** GIVEN EXERCISE **
Count the lines in the data below that contain the word "board", and reply with the number alone.

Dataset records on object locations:
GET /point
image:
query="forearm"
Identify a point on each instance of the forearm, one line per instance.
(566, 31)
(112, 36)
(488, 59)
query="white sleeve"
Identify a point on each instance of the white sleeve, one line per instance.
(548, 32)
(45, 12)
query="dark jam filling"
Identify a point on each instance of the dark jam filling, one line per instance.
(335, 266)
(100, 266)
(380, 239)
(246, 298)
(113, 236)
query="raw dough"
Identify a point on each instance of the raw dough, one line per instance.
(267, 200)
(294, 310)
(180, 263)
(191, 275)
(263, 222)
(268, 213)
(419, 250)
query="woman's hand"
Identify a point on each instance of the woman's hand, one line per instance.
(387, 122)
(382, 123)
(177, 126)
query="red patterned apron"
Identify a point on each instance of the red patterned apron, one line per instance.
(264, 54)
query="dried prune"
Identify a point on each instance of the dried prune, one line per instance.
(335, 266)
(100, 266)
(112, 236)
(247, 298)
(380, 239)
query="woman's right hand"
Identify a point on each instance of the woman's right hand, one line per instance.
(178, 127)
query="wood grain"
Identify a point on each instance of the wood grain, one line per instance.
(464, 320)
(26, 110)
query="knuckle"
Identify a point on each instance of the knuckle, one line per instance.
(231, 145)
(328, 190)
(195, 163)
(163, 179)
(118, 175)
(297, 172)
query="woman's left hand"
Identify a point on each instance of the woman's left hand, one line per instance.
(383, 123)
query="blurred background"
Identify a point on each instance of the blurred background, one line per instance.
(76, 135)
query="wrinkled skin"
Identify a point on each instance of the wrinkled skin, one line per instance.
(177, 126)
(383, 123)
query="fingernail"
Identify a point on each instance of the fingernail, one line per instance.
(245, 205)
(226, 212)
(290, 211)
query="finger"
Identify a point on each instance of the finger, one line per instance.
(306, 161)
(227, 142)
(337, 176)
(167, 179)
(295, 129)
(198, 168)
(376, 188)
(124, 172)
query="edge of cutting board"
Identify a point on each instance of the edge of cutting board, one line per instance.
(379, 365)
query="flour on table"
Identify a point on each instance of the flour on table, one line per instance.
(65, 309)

** OUTPUT OF THE EXERCISE **
2